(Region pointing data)

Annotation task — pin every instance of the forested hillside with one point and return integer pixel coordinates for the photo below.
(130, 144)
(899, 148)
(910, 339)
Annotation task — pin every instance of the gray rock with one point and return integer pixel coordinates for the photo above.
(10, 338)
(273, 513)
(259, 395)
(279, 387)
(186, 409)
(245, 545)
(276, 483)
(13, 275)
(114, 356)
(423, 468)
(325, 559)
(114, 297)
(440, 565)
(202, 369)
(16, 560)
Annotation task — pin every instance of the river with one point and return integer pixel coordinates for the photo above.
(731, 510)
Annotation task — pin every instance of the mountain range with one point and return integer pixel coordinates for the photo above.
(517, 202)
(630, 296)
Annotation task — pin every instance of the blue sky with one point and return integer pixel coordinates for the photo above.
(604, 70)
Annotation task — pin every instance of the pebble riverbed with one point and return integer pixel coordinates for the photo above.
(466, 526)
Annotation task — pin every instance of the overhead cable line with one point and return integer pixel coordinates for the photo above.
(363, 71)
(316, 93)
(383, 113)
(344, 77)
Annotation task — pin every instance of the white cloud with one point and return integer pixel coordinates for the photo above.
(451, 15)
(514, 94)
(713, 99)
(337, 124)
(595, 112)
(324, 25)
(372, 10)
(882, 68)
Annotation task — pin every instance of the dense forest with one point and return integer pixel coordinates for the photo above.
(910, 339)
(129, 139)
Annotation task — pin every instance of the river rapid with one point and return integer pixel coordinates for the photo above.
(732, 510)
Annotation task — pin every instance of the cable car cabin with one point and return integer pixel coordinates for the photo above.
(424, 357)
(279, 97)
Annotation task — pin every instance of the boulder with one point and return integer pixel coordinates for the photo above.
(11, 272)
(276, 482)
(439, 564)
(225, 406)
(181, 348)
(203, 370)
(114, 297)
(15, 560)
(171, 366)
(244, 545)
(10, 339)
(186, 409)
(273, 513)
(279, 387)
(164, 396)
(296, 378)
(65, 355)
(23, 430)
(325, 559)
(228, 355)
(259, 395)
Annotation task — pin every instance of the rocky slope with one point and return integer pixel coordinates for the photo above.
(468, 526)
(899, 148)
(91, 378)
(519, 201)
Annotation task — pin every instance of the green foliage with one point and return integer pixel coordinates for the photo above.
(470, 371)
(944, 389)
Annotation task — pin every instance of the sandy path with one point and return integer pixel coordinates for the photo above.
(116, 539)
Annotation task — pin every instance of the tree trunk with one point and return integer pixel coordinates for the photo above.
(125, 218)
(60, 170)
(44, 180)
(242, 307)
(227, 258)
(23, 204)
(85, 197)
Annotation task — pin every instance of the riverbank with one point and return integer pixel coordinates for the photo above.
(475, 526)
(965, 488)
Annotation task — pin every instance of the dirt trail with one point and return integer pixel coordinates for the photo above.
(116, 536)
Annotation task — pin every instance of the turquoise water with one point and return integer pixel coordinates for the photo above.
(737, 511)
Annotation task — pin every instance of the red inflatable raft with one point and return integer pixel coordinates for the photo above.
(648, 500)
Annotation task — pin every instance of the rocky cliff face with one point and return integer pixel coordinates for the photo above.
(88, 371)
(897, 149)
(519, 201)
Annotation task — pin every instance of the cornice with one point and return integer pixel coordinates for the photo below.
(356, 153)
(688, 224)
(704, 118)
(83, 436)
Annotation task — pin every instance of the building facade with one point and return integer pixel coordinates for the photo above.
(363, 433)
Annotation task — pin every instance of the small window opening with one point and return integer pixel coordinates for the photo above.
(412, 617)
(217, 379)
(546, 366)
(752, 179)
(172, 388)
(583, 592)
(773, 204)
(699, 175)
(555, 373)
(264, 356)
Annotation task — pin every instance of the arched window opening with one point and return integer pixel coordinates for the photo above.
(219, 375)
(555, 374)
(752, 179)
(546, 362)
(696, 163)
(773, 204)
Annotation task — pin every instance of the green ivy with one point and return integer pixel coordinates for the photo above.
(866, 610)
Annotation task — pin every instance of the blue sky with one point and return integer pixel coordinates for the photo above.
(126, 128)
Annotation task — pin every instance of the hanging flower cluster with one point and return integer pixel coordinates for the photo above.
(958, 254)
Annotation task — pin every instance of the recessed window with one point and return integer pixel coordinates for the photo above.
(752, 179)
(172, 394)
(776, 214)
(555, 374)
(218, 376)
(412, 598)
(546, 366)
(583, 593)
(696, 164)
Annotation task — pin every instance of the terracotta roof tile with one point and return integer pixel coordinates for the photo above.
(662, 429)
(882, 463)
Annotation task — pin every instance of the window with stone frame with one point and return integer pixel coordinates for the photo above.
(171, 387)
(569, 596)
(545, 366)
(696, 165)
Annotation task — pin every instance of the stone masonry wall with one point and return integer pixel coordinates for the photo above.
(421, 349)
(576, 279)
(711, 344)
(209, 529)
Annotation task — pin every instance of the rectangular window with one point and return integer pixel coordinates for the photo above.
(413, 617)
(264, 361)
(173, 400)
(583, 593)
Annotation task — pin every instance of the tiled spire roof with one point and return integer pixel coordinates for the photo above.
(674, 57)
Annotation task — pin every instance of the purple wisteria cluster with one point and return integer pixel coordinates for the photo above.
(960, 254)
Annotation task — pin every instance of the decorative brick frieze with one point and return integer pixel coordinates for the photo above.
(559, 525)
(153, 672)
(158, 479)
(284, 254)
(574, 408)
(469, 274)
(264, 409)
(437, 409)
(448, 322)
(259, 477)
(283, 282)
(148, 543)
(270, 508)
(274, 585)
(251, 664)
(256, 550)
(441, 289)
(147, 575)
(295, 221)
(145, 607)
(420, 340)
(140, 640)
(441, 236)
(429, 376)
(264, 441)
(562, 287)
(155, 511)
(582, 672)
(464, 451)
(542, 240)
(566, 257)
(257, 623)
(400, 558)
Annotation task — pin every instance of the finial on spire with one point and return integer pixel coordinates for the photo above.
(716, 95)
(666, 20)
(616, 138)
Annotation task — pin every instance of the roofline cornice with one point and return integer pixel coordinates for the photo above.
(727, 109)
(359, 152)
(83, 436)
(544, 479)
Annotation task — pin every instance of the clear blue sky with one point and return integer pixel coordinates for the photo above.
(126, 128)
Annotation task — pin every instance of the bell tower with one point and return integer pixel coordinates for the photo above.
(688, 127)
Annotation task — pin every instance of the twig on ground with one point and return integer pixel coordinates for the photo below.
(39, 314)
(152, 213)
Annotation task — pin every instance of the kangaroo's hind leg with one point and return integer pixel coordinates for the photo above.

## Assignment
None of the records may be left out; each is to be restated exactly.

## Final answer
Annotation task — pin every instance of the forested hillside with one point and return integer pixel coordinates for the photo below.
(130, 144)
(899, 148)
(910, 339)
Annotation task — pin every instance of the gray rock with one point and return integer pixel coordinates for the photo above.
(10, 338)
(273, 513)
(259, 395)
(279, 387)
(186, 409)
(245, 545)
(276, 483)
(13, 275)
(114, 356)
(423, 468)
(325, 559)
(114, 297)
(440, 565)
(202, 369)
(16, 560)
Annotation task — pin every instance of the river with one point and return integer pixel coordinates for the photo above.
(731, 510)
Annotation task — pin every instance of the mountain range with one point and return integer pixel coordinates for the photo above.
(517, 202)
(630, 296)
Annotation task — pin every instance of the blue sky with one point and return integer pixel coordinates for the photo above.
(604, 70)
Annotation task — pin every instance of the pebble riverbed with one point and return integer pixel coordinates for the photo above.
(466, 526)
Annotation task — pin every instance of the overhead cable line with one point and return integer pixel coordinates for the photo above.
(363, 71)
(316, 93)
(383, 113)
(344, 77)
Annotation task — pin every instance of the white cloud with one point and return integer pixel coordinates for the photo above.
(451, 15)
(514, 94)
(713, 99)
(337, 124)
(595, 112)
(324, 25)
(372, 10)
(882, 68)
Annotation task — pin every instance of the dense forest with one point and return integer pixel coordinates for the photo above.
(910, 339)
(129, 139)
Annotation task — pin every instance of the river rapid with one point and return integer pixel coordinates for the photo above.
(732, 510)
Annotation task — pin every instance of the cable car cabin with one point and return integer pixel coordinates for the photo above.
(424, 357)
(279, 97)
Annotation task — pin every instance of the boulder with one point and return integer pixel coordinates for the photo above.
(11, 272)
(276, 482)
(439, 564)
(225, 406)
(181, 348)
(203, 370)
(114, 297)
(15, 560)
(171, 366)
(244, 545)
(10, 339)
(186, 409)
(273, 513)
(279, 387)
(164, 396)
(296, 378)
(65, 355)
(23, 430)
(325, 559)
(228, 355)
(259, 395)
Annotation task — pin every instance of the rocky slope with one point and return integer pixel coordinates for the photo above.
(468, 526)
(899, 148)
(91, 378)
(519, 201)
Annotation task — pin every instance of the green foliage with one point and return integer pixel coordinates for the photo above.
(470, 371)
(944, 389)
Annotation task — pin every instance of the sandy path with one point and return integer pixel coordinates for the photo above.
(116, 539)
Annotation task — pin every instance of the tree trunk with one point and return integer pixel coordinates for the photo above.
(125, 218)
(60, 170)
(44, 180)
(242, 307)
(227, 258)
(23, 204)
(85, 197)
Annotation task — pin every instance of the riverbank with one point and return integer pixel coordinates for the photo above.
(475, 526)
(965, 488)
Annotation task — pin every instance of the dirt trail with one point and return integer pixel coordinates for the photo above.
(116, 536)
Annotation task — pin every instance of the turquoise water with one point and return integer pixel coordinates for the photo above.
(737, 511)
Annotation task — pin every instance of the red inflatable raft with one point and return integer pixel coordinates for the photo above.
(648, 500)
Annotation task — pin every instance of the rocky cliff face with one point and return integer pixel coordinates for the photo above.
(88, 371)
(897, 149)
(519, 201)
Annotation task — pin every instance of the cornice with one point and return integer pixel coordinates for the photo below.
(356, 153)
(688, 224)
(704, 118)
(83, 436)
Annotation task — pin every instance of the building facade with one point and return integer pixel coordinates for the photo above.
(363, 433)
Annotation task — pin every instance of the small window opening with one point and return integer pixel coordinates for the photo above.
(412, 617)
(217, 379)
(546, 366)
(752, 179)
(172, 388)
(583, 592)
(773, 204)
(699, 175)
(555, 373)
(264, 356)
Annotation task — pin every instance of the arched window opening with one point and return integer pixel coordinates for the photo above.
(219, 375)
(555, 374)
(752, 179)
(546, 362)
(696, 163)
(773, 204)
Annotation task — pin every instance of the green ivy with one point and return integer pixel coordinates for the photo above.
(866, 610)
Annotation task — pin every instance of the blue sky with one point and return integer pixel coordinates for the photo above.
(126, 128)
Annotation task — pin every instance of the hanging flower cluster with one point and return integer pixel coordinates for the photo above.
(958, 254)
Annotation task — pin every instance of the recessed window with one point and return integer pixel coordinates for the photo above.
(752, 179)
(172, 394)
(776, 214)
(555, 374)
(218, 376)
(412, 598)
(546, 366)
(583, 593)
(696, 164)
Annotation task — pin every instance of the terracotta roof tile with one point and return integer pixel coordinates for the photo above.
(662, 429)
(882, 463)
Annotation task — pin every instance of the window with stone frame with one point and return integer pixel coordinates for the photo above.
(171, 387)
(569, 596)
(545, 366)
(696, 165)
Annotation task — pin every instance of the stone masonry wall with one point and return integer pixel coordinates for the photo above.
(421, 349)
(576, 279)
(711, 344)
(209, 529)
Annotation task — pin every instance of the rectangular window with one point and return integer pixel coordinates for the photo above.
(413, 617)
(264, 361)
(173, 400)
(583, 593)
Annotation task — pin every instance of the tiled spire roof with one point and return integer pixel coordinates for the photo above.
(674, 57)
Annotation task — pin every instance of the purple wisteria cluster with one point and return integer pixel coordinates for the photo above.
(960, 254)
Annotation task — pin every instance of the decorative brick frieze with one point and return integer pixel coordinates for the photo above.
(559, 525)
(153, 672)
(158, 479)
(284, 254)
(574, 408)
(469, 274)
(264, 409)
(437, 409)
(448, 322)
(259, 477)
(283, 282)
(148, 543)
(270, 508)
(274, 585)
(251, 664)
(256, 550)
(441, 289)
(147, 575)
(295, 221)
(145, 607)
(420, 340)
(140, 640)
(441, 236)
(429, 376)
(264, 441)
(562, 287)
(155, 511)
(582, 672)
(464, 451)
(542, 240)
(566, 257)
(257, 623)
(400, 558)
Annotation task — pin every instance of the finial on spire with one point and return integer pixel coordinates for the photo above.
(716, 95)
(666, 20)
(616, 138)
Annotation task — pin every instance of the roofline cornice with one point and return integer pixel coordinates for the photo above.
(727, 109)
(359, 152)
(83, 436)
(544, 479)
Annotation task — pin every instance of the clear blue sky with one point and return integer pixel coordinates for the photo above.
(126, 128)
Annotation task — pin every instance of the bell tower with one point and return integer pixel coordinates for the photo above.
(688, 127)
Annotation task — pin every instance of the twig on ground with one point and return integer pixel coordinates for the photo below.
(39, 314)
(152, 213)
Annotation task — pin every instance of the kangaroo's hind leg with one point and return integer pixel coordinates for the photo above.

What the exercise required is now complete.